▶ [DIRECTIONS]
Copy out the following material line for line without changing anything.

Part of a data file
● ● ● ● ●
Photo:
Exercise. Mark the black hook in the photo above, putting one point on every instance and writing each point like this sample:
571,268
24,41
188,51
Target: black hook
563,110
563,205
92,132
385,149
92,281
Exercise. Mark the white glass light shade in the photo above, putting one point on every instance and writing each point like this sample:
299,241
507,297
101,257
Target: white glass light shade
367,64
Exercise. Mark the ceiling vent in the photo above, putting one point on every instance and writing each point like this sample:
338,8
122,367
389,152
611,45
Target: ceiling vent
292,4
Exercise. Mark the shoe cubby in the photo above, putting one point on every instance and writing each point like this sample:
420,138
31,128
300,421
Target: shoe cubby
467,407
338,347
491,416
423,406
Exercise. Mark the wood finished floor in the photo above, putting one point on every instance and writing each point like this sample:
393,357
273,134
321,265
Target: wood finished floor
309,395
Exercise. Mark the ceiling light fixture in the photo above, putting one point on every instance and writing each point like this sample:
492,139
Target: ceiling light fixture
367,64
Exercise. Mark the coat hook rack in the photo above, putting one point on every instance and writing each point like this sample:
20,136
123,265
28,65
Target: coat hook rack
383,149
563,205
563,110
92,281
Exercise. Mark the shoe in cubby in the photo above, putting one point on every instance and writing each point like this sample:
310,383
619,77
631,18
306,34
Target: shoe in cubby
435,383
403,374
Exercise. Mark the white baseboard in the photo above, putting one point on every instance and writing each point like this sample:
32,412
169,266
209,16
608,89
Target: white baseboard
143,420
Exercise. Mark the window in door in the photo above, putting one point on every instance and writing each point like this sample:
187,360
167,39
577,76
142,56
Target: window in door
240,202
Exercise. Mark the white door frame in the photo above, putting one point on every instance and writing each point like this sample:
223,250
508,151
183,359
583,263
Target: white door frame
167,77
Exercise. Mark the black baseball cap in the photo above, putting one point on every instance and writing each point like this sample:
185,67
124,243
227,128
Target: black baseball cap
● ● ● ● ●
▶ [SOLVED EXERCISE]
Photo:
Exercise. Mark the black hook in the photo above, putting one point on every instance and writing each point like this sample:
571,268
24,41
188,51
Target: black hook
563,110
563,205
92,132
385,149
92,281
Exercise. Mark the white glass light shade in the photo above, putting one point on every instance and writing each point like this sample:
299,241
507,297
101,257
Target: white glass light shade
367,64
Exercise. Mark the ceiling vent in the photo above, putting one point on every instance and writing each point like this sample:
338,8
122,367
389,152
611,45
Target: ceiling vent
292,4
Exercise. Mark the shoe cubby in the photo above, putting one point on every instance and writing each point like this sample:
420,138
31,128
300,421
Target: shoe cubby
467,407
338,347
491,416
423,406
Exercise. Mark the wood finished floor in the photo above, putting one point on every instance and writing each point like this sample:
393,357
273,134
321,265
Target: wood finished floor
309,395
Exercise. Mark the ceiling light fixture in the photo above, putting one point on every instance and writing each point like this sample:
492,139
Target: ceiling light fixture
367,64
Exercise. Mark the coat hook rack in the photo above, putting one point on every instance and writing each point like this sample:
20,136
123,265
28,65
Target: coat hook rack
383,149
563,205
563,110
92,281
Exercise. Mark the shoe in cubby in the photo above, putting one point on every instance and writing each point like this sample:
310,383
619,77
631,18
306,34
Target: shoe in cubby
435,383
403,374
Exercise. Mark the white baseboard in the photo above, putting one point on every instance and writing each point like this sample:
32,412
169,266
209,16
608,89
Target: white baseboard
143,420
Exercise. Mark the window in door in the photo above, putting one point on every instance and writing each point like this sample:
187,360
167,39
577,76
142,56
Target: window in door
240,202
Exercise. Mark the white door frame in the photo above, putting one point on every instance and writing each point like this sample:
223,250
508,151
183,359
583,263
Target: white door frame
167,77
Exercise. Mark the black baseball cap in the photo above, putting one point on every instance and writing each point like this sample:
185,67
124,243
227,128
Target: black baseball cap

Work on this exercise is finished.